- _Passage_
..........

Architecture is an educational science and a powerful teaching tool: it has a cultural duty to encourage an appreciation of beauty and shape the space we live in. And space – in all its cultural and philosophical meanings – is the first form of externality that we perceive, and without it there can be no experience of the outside world. Space surrounds, nurtures and grows. Children delight in owning their own space, exploring it and experiencing it uninhibitedly and without hesitation, in the perpetual motion of their discovery of the world. If children are indeed the protagonists of space, then we are honour bound to reconsider how we approach everything we design for them from the ground up, and to rethink buildings, spaces and objects at every level.
In this respect, Italy is lagging behind other more advanced countries. There is no organic regulatory system, much less legislation guiding the most fitting design processes or choice of materials. There are no rules defining the quality of children’s spaces. No standards or criteria for shaping the space children need to grow. Or to receive treatment, in the unfortunate event that they are admitted to hospital. The home also deserves more attention, as do hospitality facilities. And last, but definitely not least, school buildings require urgent measures to fix the inadequacies that they have languished in for decades.
FederlegnoArredo has taken up the challenge and is determined to trigger change, by opening up and disclosing new prospects involving all stakeholders.

..........

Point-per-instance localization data
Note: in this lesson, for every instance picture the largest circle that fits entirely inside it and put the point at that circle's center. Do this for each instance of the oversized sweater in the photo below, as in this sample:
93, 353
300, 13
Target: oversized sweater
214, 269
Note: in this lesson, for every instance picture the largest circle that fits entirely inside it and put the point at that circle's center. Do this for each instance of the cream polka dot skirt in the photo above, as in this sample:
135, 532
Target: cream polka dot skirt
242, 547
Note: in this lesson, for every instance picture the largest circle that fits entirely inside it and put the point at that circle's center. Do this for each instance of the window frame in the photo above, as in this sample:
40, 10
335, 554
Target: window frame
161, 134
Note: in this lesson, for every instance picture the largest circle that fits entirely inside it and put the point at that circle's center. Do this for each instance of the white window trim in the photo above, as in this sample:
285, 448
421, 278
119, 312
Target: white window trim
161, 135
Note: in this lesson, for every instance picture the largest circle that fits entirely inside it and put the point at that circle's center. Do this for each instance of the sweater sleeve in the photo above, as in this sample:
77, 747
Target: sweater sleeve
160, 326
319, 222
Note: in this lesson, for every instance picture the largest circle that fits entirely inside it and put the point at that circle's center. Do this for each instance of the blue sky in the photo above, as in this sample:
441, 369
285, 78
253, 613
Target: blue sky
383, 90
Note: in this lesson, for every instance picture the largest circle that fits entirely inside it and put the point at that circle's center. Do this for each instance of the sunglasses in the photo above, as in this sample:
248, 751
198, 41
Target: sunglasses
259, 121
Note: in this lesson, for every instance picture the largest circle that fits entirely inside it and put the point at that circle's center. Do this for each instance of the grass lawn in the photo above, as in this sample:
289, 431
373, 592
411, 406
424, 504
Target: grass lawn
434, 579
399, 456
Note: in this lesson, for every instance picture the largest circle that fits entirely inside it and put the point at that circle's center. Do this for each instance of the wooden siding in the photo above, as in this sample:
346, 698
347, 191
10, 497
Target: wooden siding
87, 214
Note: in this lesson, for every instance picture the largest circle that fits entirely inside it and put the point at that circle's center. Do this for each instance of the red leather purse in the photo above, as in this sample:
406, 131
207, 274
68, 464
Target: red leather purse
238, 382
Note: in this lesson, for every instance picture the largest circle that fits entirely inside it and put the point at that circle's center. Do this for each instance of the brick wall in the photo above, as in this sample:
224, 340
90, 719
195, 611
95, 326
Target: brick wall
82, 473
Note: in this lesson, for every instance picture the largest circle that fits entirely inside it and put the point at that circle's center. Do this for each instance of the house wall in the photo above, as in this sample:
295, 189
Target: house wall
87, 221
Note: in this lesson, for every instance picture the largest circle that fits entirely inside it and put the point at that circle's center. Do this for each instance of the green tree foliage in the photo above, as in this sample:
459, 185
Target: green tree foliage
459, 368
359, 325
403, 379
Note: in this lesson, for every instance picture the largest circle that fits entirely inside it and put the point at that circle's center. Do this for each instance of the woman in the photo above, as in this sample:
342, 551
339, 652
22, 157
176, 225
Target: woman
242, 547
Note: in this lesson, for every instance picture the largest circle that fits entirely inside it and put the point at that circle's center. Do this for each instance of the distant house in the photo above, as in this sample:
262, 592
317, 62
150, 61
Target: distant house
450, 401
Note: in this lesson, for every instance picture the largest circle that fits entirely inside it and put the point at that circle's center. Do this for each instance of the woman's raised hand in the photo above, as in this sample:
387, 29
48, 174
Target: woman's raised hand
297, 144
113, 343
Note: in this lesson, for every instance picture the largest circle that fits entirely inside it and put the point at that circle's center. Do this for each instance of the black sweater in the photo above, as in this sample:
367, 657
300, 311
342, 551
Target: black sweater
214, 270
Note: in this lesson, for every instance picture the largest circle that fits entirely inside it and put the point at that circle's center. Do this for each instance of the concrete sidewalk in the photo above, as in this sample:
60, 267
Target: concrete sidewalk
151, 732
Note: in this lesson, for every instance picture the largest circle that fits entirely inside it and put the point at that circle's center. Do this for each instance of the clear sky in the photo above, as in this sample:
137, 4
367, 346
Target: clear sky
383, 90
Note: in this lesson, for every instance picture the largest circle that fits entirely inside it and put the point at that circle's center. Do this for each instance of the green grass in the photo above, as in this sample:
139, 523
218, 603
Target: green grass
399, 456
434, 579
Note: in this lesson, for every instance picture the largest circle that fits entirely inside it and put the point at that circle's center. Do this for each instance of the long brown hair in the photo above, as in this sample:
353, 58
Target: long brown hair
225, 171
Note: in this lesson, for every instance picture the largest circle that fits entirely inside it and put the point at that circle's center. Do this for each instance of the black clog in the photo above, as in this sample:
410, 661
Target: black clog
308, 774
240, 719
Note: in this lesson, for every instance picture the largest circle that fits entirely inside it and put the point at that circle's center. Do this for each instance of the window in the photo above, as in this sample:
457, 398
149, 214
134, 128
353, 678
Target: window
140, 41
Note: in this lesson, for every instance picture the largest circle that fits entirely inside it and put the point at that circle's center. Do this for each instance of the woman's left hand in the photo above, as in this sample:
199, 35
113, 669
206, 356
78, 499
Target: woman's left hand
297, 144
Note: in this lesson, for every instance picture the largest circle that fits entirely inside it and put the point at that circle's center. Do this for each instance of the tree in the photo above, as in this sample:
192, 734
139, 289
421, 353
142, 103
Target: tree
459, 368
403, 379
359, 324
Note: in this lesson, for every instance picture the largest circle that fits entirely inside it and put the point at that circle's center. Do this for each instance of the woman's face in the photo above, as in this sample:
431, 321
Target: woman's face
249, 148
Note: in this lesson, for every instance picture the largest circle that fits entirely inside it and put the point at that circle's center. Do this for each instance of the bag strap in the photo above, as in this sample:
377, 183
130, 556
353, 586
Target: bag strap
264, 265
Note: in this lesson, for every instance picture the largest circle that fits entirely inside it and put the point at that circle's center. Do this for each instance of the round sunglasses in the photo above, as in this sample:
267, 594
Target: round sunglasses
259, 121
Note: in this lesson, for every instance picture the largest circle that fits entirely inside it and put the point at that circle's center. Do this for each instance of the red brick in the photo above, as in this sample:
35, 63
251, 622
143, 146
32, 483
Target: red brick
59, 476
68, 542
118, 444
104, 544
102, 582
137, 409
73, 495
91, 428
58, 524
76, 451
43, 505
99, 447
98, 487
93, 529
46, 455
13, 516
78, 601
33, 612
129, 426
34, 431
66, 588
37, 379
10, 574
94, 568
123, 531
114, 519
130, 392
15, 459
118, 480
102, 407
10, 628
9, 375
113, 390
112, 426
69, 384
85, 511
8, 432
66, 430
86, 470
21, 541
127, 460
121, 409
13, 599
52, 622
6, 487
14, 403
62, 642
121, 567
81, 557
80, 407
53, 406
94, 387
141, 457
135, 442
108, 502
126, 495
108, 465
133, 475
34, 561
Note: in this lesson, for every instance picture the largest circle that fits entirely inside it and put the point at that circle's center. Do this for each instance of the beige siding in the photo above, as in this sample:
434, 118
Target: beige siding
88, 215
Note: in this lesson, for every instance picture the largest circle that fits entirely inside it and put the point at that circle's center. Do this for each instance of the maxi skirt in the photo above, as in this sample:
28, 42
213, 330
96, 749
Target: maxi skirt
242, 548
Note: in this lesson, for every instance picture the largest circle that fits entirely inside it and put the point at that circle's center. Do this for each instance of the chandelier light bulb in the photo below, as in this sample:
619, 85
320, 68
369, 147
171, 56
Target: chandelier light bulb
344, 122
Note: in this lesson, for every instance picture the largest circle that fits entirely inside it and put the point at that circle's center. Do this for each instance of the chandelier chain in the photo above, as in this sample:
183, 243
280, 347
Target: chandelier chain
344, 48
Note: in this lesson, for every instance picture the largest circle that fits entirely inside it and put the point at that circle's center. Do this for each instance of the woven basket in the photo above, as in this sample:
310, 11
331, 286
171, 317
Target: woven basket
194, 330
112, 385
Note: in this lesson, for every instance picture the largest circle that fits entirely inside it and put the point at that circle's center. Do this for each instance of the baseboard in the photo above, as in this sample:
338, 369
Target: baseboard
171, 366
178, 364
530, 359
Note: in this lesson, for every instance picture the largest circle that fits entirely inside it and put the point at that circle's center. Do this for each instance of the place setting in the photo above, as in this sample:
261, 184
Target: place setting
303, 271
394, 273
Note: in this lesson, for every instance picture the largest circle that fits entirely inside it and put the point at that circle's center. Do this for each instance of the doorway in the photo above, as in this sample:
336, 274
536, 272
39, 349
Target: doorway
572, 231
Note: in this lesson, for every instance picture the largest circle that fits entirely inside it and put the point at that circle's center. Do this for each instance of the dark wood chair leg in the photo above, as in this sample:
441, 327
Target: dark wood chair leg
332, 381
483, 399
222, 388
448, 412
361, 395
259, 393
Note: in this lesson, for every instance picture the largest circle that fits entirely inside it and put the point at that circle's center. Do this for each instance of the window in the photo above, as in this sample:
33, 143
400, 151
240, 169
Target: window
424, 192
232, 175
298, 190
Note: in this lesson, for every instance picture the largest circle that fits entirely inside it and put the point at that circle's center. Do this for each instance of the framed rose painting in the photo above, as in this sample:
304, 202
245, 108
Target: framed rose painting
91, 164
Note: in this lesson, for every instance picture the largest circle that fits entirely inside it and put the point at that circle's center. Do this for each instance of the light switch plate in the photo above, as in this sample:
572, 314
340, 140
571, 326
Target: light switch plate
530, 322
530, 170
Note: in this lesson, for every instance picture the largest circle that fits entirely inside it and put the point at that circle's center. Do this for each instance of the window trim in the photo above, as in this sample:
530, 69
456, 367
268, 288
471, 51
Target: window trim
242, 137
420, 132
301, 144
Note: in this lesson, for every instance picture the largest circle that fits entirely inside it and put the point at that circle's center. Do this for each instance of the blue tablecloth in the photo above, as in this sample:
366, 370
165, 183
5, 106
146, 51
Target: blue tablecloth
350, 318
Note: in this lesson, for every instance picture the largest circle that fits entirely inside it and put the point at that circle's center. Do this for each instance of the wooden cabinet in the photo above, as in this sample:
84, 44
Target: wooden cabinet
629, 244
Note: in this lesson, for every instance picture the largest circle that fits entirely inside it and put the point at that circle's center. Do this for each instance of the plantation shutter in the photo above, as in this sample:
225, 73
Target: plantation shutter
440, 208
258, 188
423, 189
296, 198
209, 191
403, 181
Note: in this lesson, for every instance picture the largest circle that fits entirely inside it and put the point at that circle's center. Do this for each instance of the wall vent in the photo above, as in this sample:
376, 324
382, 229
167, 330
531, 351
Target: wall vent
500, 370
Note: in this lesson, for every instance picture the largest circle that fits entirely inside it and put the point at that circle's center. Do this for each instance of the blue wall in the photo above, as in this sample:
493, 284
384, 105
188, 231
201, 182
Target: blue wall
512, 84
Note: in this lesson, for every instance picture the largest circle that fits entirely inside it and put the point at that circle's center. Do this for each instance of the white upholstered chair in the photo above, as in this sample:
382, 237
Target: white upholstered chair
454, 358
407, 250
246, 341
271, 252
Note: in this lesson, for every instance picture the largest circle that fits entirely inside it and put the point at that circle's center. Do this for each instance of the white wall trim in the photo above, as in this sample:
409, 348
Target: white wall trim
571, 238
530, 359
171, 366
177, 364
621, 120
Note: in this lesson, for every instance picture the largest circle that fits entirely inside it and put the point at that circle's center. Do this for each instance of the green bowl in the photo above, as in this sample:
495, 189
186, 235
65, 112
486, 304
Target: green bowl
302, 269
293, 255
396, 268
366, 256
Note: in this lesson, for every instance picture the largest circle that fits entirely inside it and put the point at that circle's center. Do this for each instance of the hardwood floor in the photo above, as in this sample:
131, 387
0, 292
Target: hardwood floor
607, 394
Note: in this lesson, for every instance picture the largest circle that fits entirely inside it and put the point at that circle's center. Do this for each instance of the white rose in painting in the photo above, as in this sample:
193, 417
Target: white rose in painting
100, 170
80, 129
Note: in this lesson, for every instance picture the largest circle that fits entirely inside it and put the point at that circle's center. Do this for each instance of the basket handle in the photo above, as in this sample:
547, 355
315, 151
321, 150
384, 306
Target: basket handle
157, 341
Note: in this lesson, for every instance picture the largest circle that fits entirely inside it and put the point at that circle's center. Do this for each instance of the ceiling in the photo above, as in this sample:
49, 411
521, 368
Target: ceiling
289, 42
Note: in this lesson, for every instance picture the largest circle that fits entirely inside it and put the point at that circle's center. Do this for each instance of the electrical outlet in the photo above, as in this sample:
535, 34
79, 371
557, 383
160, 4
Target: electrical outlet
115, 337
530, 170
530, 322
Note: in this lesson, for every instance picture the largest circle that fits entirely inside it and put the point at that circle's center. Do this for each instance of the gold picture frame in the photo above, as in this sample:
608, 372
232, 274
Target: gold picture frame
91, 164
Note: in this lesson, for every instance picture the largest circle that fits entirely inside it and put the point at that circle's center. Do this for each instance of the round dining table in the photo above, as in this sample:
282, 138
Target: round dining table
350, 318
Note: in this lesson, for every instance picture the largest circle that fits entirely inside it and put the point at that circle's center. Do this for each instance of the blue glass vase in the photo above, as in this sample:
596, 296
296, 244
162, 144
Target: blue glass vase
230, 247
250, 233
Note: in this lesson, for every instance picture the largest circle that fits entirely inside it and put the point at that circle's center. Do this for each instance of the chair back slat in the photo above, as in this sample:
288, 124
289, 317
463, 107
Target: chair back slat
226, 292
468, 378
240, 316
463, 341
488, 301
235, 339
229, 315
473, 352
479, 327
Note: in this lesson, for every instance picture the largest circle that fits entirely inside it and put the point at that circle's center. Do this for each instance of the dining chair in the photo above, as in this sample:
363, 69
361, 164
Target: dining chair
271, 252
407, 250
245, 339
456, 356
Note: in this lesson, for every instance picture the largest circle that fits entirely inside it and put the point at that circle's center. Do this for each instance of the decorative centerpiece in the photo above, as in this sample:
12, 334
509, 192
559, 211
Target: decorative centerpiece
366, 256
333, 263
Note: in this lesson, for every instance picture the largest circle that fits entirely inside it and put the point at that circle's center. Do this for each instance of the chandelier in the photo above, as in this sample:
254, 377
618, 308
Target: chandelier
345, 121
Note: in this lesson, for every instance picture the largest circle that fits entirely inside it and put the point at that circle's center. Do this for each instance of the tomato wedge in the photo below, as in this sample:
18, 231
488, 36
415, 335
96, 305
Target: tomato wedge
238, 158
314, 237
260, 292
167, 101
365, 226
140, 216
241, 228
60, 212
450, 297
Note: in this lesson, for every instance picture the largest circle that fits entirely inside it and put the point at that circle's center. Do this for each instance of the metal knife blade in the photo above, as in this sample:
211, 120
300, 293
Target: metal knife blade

..........

- _What is being asked_
Duplicate the passage on children's spaces from "FederlegnoArredo has taken" to "involving all stakeholders.".

- _Result of the task_
FederlegnoArredo has taken up the challenge and is determined to trigger change, by opening up and disclosing new prospects involving all stakeholders.